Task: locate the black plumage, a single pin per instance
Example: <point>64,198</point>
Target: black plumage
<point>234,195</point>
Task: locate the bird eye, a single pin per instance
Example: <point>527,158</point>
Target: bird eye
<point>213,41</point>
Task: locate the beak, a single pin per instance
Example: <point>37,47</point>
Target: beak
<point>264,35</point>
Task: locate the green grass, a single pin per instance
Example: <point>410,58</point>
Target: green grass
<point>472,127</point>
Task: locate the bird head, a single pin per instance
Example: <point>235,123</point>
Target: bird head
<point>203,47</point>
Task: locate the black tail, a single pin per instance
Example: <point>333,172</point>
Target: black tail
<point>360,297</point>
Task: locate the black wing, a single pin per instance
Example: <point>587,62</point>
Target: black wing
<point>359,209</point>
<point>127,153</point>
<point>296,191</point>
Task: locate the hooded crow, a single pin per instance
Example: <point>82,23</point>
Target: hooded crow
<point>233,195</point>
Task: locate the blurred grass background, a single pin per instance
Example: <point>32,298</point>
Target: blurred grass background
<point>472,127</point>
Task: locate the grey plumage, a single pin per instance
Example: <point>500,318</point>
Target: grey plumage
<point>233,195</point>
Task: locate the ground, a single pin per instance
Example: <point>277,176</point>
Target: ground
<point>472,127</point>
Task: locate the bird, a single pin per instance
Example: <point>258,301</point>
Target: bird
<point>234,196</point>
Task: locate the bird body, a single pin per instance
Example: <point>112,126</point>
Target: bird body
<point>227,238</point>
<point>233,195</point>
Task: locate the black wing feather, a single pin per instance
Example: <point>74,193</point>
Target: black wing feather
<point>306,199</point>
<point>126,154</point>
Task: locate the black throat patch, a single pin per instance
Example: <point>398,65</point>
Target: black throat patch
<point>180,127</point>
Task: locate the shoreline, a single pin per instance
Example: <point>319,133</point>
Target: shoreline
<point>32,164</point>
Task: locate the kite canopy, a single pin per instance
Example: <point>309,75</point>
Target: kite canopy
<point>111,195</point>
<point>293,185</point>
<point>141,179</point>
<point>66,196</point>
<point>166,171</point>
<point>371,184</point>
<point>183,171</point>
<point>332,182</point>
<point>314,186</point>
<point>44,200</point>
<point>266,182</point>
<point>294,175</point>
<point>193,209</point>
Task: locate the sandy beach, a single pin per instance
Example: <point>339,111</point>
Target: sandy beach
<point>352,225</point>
..........
▸ What to work on
Update the records above by replacing "a single pin per instance" with "one pin per instance" wherever it occurs, leaving every other line unchanged.

▸ Exercise answer
Task: locate the black plumage, one pin per instance
Example: <point>64,198</point>
Target: black plumage
<point>234,195</point>
Task: locate the bird eye, one pin per instance
Example: <point>527,158</point>
Target: bird eye
<point>213,41</point>
Task: locate the beak, one pin per instance
Example: <point>37,47</point>
Target: beak
<point>264,35</point>
Task: locate the green grass, one pin per instance
Example: <point>410,58</point>
Target: green grass
<point>472,127</point>
Task: locate the bird head, one pin per instance
Example: <point>235,123</point>
Target: bird head
<point>203,47</point>
Task: locate the black tail, one pin per instance
Example: <point>333,172</point>
Target: black tail
<point>360,297</point>
Task: locate the black wing, one pin per instance
Example: <point>587,62</point>
Target: black wing
<point>359,209</point>
<point>127,153</point>
<point>296,191</point>
Task: locate the hooded crow, one pin per instance
Example: <point>82,23</point>
Target: hooded crow
<point>233,195</point>
Task: locate the blurred grass background, one pin per instance
Example: <point>32,298</point>
Target: blurred grass background
<point>472,127</point>
Task: locate the grey plumage, one pin per instance
Example: <point>500,318</point>
Target: grey plumage
<point>233,195</point>
Task: locate the ground, one pin per instance
Example: <point>277,176</point>
Target: ground
<point>472,127</point>
Task: locate the bird, one pin per instance
Example: <point>258,301</point>
Target: bird
<point>234,196</point>
Task: locate the bird body, one pin per instance
Example: <point>112,126</point>
Target: bird body
<point>227,238</point>
<point>233,195</point>
Task: locate the black wing feather, one pin per instance
Example: <point>74,193</point>
Target: black wing feather
<point>306,199</point>
<point>126,154</point>
Task: locate the black throat patch, one pin per instance
Example: <point>398,65</point>
Target: black throat patch
<point>180,127</point>
Task: locate the shoreline, one pin per instance
Example: <point>319,133</point>
Target: shoreline
<point>32,164</point>
Task: locate the kite canopy, one pin per instance
Example: <point>309,75</point>
Target: kite canopy
<point>111,195</point>
<point>293,185</point>
<point>141,179</point>
<point>66,196</point>
<point>166,171</point>
<point>371,184</point>
<point>183,171</point>
<point>332,182</point>
<point>314,186</point>
<point>44,200</point>
<point>266,182</point>
<point>294,175</point>
<point>193,209</point>
Task: locate the sandy beach, one pin per instance
Example: <point>339,111</point>
Target: sandy beach
<point>352,225</point>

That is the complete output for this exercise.